> [EXERCISE]
Write the entries below out again exactly, but skip the pictures.

(Point localization data)
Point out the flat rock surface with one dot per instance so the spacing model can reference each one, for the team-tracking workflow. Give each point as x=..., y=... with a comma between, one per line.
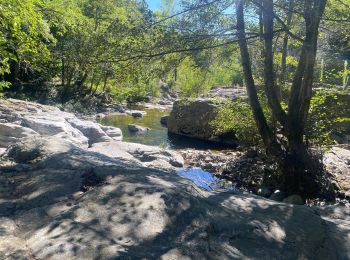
x=23, y=119
x=79, y=204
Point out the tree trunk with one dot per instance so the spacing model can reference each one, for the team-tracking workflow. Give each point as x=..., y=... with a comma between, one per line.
x=268, y=137
x=285, y=44
x=294, y=161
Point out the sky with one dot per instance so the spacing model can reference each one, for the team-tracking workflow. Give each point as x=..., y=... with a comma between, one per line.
x=153, y=4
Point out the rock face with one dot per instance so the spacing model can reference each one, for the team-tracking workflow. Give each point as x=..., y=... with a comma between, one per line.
x=11, y=133
x=150, y=156
x=81, y=204
x=192, y=119
x=20, y=119
x=138, y=129
x=164, y=120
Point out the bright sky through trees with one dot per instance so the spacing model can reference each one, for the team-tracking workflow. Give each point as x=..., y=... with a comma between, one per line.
x=154, y=4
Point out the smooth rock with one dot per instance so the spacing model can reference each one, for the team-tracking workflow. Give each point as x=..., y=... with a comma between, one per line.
x=264, y=192
x=294, y=199
x=277, y=195
x=37, y=148
x=11, y=133
x=164, y=120
x=91, y=130
x=192, y=118
x=137, y=114
x=138, y=129
x=113, y=132
x=141, y=213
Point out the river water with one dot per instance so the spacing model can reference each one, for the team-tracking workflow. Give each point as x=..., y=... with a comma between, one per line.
x=158, y=136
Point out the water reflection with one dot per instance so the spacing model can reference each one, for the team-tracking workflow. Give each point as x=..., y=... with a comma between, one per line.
x=204, y=179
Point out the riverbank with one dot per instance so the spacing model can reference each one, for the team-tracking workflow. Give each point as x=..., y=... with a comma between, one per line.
x=69, y=189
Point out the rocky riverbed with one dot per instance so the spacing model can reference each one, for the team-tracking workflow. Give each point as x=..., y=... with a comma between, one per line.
x=70, y=188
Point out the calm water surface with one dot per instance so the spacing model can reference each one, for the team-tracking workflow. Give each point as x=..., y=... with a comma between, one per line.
x=158, y=135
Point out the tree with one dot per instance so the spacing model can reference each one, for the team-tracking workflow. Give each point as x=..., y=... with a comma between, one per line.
x=291, y=154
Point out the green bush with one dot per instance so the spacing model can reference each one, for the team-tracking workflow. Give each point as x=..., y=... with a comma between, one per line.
x=329, y=116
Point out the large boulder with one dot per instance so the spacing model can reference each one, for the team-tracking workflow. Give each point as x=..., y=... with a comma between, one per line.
x=192, y=118
x=84, y=205
x=138, y=129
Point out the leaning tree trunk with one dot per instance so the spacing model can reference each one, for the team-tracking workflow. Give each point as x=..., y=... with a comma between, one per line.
x=292, y=158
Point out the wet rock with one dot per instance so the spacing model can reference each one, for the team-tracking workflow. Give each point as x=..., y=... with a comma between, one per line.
x=176, y=162
x=277, y=195
x=264, y=192
x=100, y=116
x=113, y=132
x=138, y=129
x=137, y=114
x=294, y=199
x=164, y=120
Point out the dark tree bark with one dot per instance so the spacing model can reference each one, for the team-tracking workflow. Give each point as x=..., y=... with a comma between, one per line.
x=267, y=135
x=285, y=44
x=292, y=157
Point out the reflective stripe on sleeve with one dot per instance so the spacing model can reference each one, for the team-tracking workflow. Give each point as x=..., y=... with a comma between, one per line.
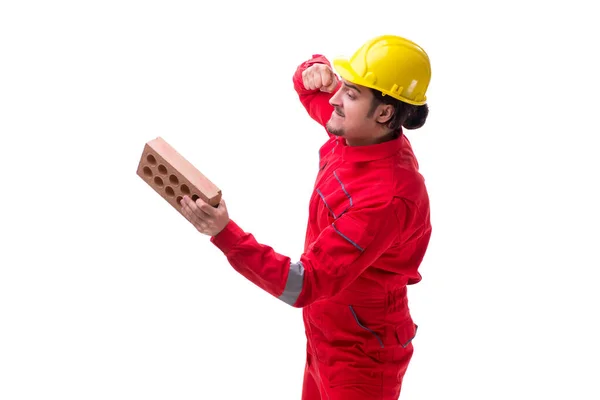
x=293, y=286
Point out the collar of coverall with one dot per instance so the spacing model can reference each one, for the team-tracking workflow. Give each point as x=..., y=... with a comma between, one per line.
x=371, y=152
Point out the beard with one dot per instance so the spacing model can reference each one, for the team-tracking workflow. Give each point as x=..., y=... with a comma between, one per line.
x=332, y=130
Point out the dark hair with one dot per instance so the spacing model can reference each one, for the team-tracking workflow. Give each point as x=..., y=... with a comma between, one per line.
x=405, y=115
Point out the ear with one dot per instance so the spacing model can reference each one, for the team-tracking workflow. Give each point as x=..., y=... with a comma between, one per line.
x=384, y=113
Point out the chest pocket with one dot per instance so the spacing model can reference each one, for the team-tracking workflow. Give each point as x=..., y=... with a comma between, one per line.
x=335, y=198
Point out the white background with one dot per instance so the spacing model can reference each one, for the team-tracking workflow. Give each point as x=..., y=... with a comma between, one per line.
x=107, y=293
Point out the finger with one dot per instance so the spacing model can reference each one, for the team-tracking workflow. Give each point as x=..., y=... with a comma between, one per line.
x=317, y=83
x=205, y=208
x=190, y=214
x=197, y=215
x=306, y=79
x=334, y=82
x=326, y=78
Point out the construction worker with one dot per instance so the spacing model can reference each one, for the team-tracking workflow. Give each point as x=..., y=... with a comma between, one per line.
x=369, y=223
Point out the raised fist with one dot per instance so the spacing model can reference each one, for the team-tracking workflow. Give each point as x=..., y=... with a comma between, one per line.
x=319, y=76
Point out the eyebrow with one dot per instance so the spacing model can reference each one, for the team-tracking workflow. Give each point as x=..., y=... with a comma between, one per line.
x=351, y=86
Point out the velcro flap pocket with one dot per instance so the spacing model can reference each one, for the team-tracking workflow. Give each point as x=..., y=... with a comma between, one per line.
x=406, y=332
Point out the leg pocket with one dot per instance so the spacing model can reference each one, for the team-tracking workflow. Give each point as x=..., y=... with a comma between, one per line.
x=366, y=328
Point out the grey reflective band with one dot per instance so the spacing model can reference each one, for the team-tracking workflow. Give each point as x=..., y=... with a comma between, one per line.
x=294, y=283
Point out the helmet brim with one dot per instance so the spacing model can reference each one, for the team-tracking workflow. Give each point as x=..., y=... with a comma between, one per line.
x=344, y=69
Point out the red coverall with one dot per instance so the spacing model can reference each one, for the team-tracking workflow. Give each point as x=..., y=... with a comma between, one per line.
x=367, y=234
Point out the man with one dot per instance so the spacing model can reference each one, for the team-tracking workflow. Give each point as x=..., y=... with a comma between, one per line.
x=368, y=226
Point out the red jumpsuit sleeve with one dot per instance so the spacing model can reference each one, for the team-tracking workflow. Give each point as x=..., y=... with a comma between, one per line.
x=314, y=101
x=332, y=262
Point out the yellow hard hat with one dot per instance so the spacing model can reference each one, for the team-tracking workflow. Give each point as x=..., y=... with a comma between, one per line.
x=391, y=64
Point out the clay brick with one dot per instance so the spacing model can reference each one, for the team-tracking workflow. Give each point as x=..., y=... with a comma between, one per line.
x=172, y=176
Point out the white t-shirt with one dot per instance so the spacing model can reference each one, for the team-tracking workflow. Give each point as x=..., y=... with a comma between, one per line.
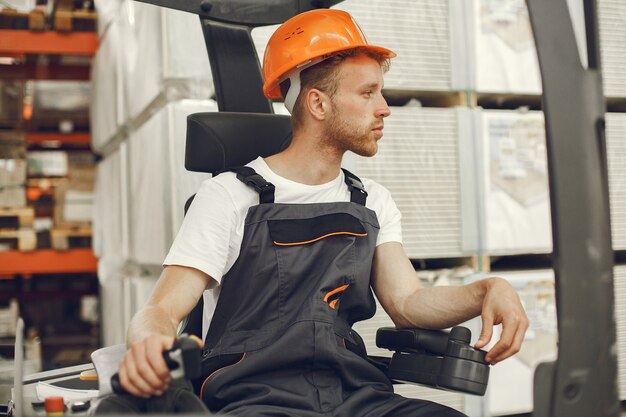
x=212, y=231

> [RESULT OF THE TASK]
Point out the flat rock surface with one dot per instance so the spacing model can reference each one, for the team-tracking workflow. Give each point as x=..., y=... with a comma between, one per line.
x=23, y=119
x=79, y=204
Point out the tree trunk with one dot per instance so the spacing model can reference each one, for the team-tracking workflow. Give each point as x=..., y=... with a comma between, one per line.
x=268, y=137
x=285, y=44
x=294, y=161
Point out the sky with one dot per instance so the spacing model can reference each one, for the team-tracking workflow. Give each point as x=..., y=... with a comma between, one per line.
x=153, y=4
Point out the rock face with one dot per instance so the spacing model can reference each one, for the team-tracking workflow. Give each point as x=..., y=... with a comma between, one per line.
x=11, y=133
x=150, y=156
x=81, y=204
x=192, y=119
x=20, y=119
x=138, y=129
x=164, y=120
Point out the bright sky through trees with one dot per instance so the spacing model can reference each one, for the team-tracking workflow. Give each point as x=..., y=... with a comma between, one per line.
x=154, y=4
Point out the smooth rock with one dot per instance so the spacing model can reference each one, for the team-tracking workflow. Give each point as x=..., y=... with a comma between, one per line.
x=264, y=192
x=294, y=199
x=277, y=195
x=37, y=148
x=11, y=133
x=164, y=120
x=91, y=130
x=192, y=118
x=137, y=114
x=138, y=129
x=113, y=132
x=141, y=213
Point out the river water with one dot per instance so the spacing model can reference each one, for the team-tracking workflow. Give each point as x=..., y=... with a comma between, one per line.
x=158, y=136
Point out the water reflection with one dot per instance so the spacing model can reference each one, for the team-tracking workflow. Give each point as x=..., y=... with a comma between, one per line.
x=204, y=179
Point out the riverbank with one dot per instance so the spacing model can reference each one, for the team-tracking workflow. Give each point as x=..., y=... with a comma between, one per line.
x=69, y=189
Point out the rocky riverbed with one dot per instance so the spacing model can reference each one, for the team-tracking workflow. Give each point as x=..., y=... with a comma between, one per line.
x=70, y=188
Point out the calm water surface with one dot per instance so the spacing model can reference each one, for the team-tracking workflow. Give each point as x=..., y=... with a comma between, one per line.
x=158, y=135
Point out the tree with one dot per instance so the spacing model can reference each one, for the team-tracking workflow. Give each point as x=..., y=... with a comma between, one per line.
x=291, y=154
Point out the green bush with one dot per instance so the spacing model can reference each one, for the team-tracking workflow. Give each point as x=..., y=... with a comma between, one per line.
x=329, y=116
Point out the large boulder with one dot per instance so the spacing model can reference each one, for the team-tracking workflow. Give each point as x=..., y=... with a comma between, one per line.
x=192, y=118
x=84, y=205
x=138, y=129
Point out the leaning tree trunk with one dot per instance so the spacing model can reference each one, for the team-tracking workflow. Give each point as x=..., y=... with a comma between, one per line.
x=292, y=158
Point out the wet rock with one dot per instance so the spacing model can reference each one, for the team-tracking workflow. Give each point as x=..., y=... with a comma between, one per line.
x=176, y=162
x=277, y=195
x=264, y=192
x=100, y=116
x=113, y=132
x=138, y=129
x=137, y=114
x=294, y=199
x=164, y=120
Point out the dark tree bark with one dot per instance so the spacing model can reference each one, for the team-tracking workflow. Give each point as x=..., y=... with a comma between, one per line.
x=267, y=135
x=285, y=44
x=292, y=157
Point out the reflective stripe on sleeve with one dot per instance so the spacing model can reference each one, for the team-tracking workflow. Give each point as x=..., y=... with a comma between, one per line.
x=293, y=286
Point out the collar of coverall with one dot per instance so the spacing model can reference each one, for the team-tracking workflow. Give each point as x=..., y=... with a comma between, one per line.
x=371, y=152
Point out the beard with one dot per instance so the spacing model can reference each one, for the team-tracking workflow. Give each point as x=..., y=... with a comma between, one per line.
x=332, y=130
Point out the dark hair with one dot per instance so the spacing model can reference each one, for the team-tracking workflow. Give each point as x=..., y=... with a comma between, one per line.
x=405, y=115
Point out the ear with one dot per instance so the spacing model can reference each one, for the team-tracking workflow. Give each point as x=..., y=... with a comma between, one per line.
x=384, y=113
Point out the chest pocket with one dot per instance so the spacing model can reference each one, for the team-tracking workflow. Give each point as x=..., y=... with a comma between, one per line.
x=335, y=198
Point out the white background with one dot per instance so the spacing model can reference each one, for the team-tracking workflow. Give each point as x=..., y=... with a comma between, one per line.
x=107, y=293
Point out the finger with one dot per instance so the spacing model can reference each one, for the team-tracking workflow. Give each point as x=..., y=... with a comma between, one per line.
x=317, y=83
x=205, y=208
x=190, y=214
x=197, y=215
x=306, y=79
x=334, y=82
x=326, y=78
Point out the construction worker with one dot per instance so the spacing model can reference each one, for the team-tracking workflow. Give each point as x=..., y=... with a comma between, one per line.
x=369, y=223
Point out the raised fist with one dot per instance so the spacing model can reference each one, for the team-tracking workflow. Give each point as x=..., y=... with a comma between, one per line.
x=319, y=76
Point out the eyebrow with one dot per instance so the spacing model can reference each one, for the team-tracking workflow. Give each point as x=..., y=... with a comma between, one per line.
x=351, y=86
Point out the velcro flap pocket with one dot per instance so the spacing model can reference each one, for the team-tracking workflow. Give each point as x=..., y=... with a comma between, one per line.
x=406, y=332
Point out the leg pocket with one dot per instance so the spacing model can reference each one, for the team-tracking workflow. Give each point as x=..., y=... with a comma between, one per line.
x=366, y=328
Point out the grey reflective band with one dot per instance so the spacing model can reference each one, for the team-tracking workflow. Give each point as x=..., y=... with a comma between, one per line.
x=294, y=283
Point out the helmet brim with one dot per instance so the spacing model can reference each one, for the team-tracking workflow. Give each point as x=..., y=... with a comma between, one per line.
x=344, y=69
Point out the red coverall with one dot per instance so the spacing model can reference each one, for the team-tracking workflow. Give each point as x=..., y=... with a comma between, one per line.
x=367, y=234
Point out the man with one dot per instance so the spacing model can reference each one, for the team-tracking workflow. Give each point as x=..., y=... with a comma between, one per line.
x=368, y=226
Point out the red jumpsuit sleeve with one dot per instance so the spacing model can reference each one, for the team-tracking workflow. Give each point as x=..., y=... with a comma between, one per line.
x=314, y=101
x=332, y=262
Point out the yellow hard hat with one dot per instance so the spacing model can reference each one, for the team-tracking workflow. Give each point as x=..., y=... with a comma between, one per line.
x=391, y=64
Point out the clay brick with one dot per instance so the spacing model can reference each one, for the team-tracking workflow. Give each point as x=..., y=... with a comma between, one per line.
x=172, y=176
Point out the white t-shirt with one dot per instance so the spacing model can reference each one, for the team-tracking workflow. Give each point as x=..., y=... with a comma between, one per line.
x=212, y=231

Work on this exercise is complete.